- Stated exercise A: Take the records from their first line through the line containing "M 121 53 L 126", and swap every "target" for "object" while leaving everything else unchanged.

- Selected text:
-- START --
Sonja Landweer (20 April 1933 – 15 December 2019) was a Dutch artist and ceramist, who lived and worked in Ireland, known for her bronze castings, unique patinations and subtle forms.

Life and work 
Landweer was born in Amsterdam, the eldest child of three to German artist and teacher, Erna Benter-Landweer and Dutch registrar of births and deaths, Pieter Landweer. She studied ceramics at the Gerrit Rietveld Academie in the early 1950s, and started her own art studio in 1954.

In 1962 she took part in exhibition of six young ceramists from Amsterdam in Museum Boijmans Van Beuningen, together with Hans de Jong, Jan de Rooden, Johan van Loon, Jan van der Vaart and Johnny Rolf, which signified the rebirth of artisan ceramics in the Netherlands. In 1965 she was invited to move to Ireland to revitalise Irish craft and design as part of a group of international artists, where she met Barrie Cooke with whom she had one child called Aoine in 1966. She was artist in residence at the Kilkenny Design Workshops and teacher. There she came into contact with Lance Clark of C. & J. Clark, and inspired him to develop his Desert Trek shoe design. In 1981 she jointed Aosdána and kept drawing, painting, print-making, making jewellery and pottery.
-- END --
- Stated exercise B: In the text about Sonja Landweer, in what year did she start her own art studio?

- Supplied material:
-- START --
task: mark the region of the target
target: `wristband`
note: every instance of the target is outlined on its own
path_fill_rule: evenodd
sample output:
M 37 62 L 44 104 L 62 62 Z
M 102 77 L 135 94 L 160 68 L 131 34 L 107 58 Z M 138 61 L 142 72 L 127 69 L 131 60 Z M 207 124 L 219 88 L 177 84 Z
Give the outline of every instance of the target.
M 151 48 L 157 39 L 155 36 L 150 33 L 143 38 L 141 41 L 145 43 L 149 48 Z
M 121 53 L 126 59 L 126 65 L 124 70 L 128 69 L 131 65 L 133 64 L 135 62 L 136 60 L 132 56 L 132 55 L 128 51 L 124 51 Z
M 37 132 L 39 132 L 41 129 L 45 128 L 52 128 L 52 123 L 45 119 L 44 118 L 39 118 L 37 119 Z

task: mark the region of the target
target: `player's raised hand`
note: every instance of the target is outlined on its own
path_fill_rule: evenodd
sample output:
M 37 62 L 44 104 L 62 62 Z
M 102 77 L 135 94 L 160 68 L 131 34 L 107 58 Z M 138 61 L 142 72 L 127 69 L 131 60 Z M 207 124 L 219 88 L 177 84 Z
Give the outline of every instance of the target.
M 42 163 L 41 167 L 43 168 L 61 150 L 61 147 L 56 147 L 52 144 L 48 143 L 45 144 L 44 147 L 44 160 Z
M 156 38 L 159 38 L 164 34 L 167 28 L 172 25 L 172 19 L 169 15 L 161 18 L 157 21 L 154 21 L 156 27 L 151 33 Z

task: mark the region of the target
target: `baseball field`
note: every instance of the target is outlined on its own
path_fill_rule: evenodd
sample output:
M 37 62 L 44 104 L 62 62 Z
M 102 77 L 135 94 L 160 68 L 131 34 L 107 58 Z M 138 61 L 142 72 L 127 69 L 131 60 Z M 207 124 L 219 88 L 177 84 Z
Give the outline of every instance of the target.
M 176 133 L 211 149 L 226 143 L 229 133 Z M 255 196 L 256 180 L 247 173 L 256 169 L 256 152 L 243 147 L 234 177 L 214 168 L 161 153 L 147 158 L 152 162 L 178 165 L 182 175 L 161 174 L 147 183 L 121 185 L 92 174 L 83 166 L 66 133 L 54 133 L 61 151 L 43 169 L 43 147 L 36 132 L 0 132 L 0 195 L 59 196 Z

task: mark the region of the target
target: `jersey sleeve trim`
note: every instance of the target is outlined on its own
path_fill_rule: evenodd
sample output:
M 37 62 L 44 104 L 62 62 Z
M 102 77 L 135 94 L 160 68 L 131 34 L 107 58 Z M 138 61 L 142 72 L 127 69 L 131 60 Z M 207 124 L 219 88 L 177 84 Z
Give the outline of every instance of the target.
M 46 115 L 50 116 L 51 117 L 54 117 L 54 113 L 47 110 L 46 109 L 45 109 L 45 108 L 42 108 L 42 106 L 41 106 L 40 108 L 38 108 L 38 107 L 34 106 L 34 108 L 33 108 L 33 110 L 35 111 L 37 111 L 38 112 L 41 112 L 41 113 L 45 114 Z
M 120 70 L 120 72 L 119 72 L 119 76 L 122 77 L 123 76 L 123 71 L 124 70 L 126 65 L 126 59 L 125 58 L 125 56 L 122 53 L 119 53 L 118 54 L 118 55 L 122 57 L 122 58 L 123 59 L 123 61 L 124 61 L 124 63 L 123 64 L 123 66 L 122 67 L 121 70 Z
-- END --
- Complete output A:
task: mark the region of the object
object: `wristband`
note: every instance of the object is outlined on its own
path_fill_rule: evenodd
sample output:
M 37 62 L 44 104 L 62 62 Z
M 102 77 L 135 94 L 160 68 L 131 34 L 107 58 Z M 138 61 L 142 72 L 127 69 L 131 60 Z M 207 124 L 219 88 L 177 84 Z
Give the outline of every instance of the object.
M 151 48 L 157 39 L 155 36 L 150 33 L 143 38 L 141 41 L 145 43 L 149 48 Z
M 121 53 L 126 59 L 126 65 L 124 70 L 128 69 L 131 65 L 133 64 L 135 62 L 136 60 L 132 56 L 132 55 L 128 51 L 124 51 Z

- Complete output B: 1954